Given instruction: In the mailing list post below, under what condition does the poster say an infinite loop may be expected behavior based on the code?
start Text segment
You are viewing a plain text version of this content. The canonical link for it is here.

Posted to dev@cassandra.apache.org by Brett Marcott <br...@gmail.com> on 2019/04/03 17:21:30 UTC

Infinite loop in org.apache.cassandra.hadoop.cql3.CqlBulkRecordWriter

Hi folks,

I am noticing my spark jobs being stuck when using the org.apache.cassandra.hadoop.cql3.CqlBulkRecordWriter/CqlBulkOutputFormat.


It seems that whenever there is a stream failure it may be expected behavior based on the code to infinite loop.
end Text segment
start Provided records
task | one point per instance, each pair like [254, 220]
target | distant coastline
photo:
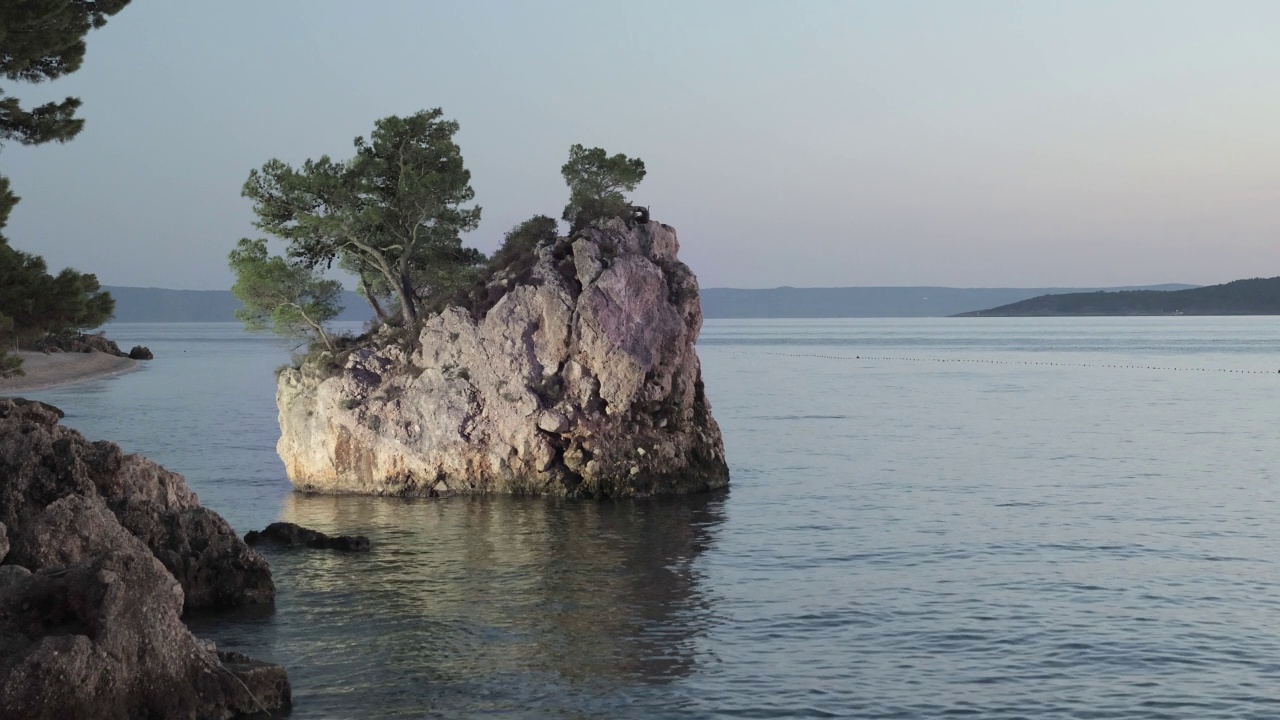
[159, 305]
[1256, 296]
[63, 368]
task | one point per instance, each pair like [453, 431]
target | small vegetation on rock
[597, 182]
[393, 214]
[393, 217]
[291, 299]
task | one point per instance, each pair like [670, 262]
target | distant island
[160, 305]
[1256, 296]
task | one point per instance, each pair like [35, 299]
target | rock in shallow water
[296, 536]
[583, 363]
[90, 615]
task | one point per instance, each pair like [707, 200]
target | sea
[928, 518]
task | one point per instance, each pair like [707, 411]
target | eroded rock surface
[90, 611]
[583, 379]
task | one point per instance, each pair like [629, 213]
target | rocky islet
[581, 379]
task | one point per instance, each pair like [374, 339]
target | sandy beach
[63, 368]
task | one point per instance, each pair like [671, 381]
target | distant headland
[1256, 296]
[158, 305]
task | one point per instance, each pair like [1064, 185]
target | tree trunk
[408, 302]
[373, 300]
end Provided records
Written response: Whenever there is a stream failure.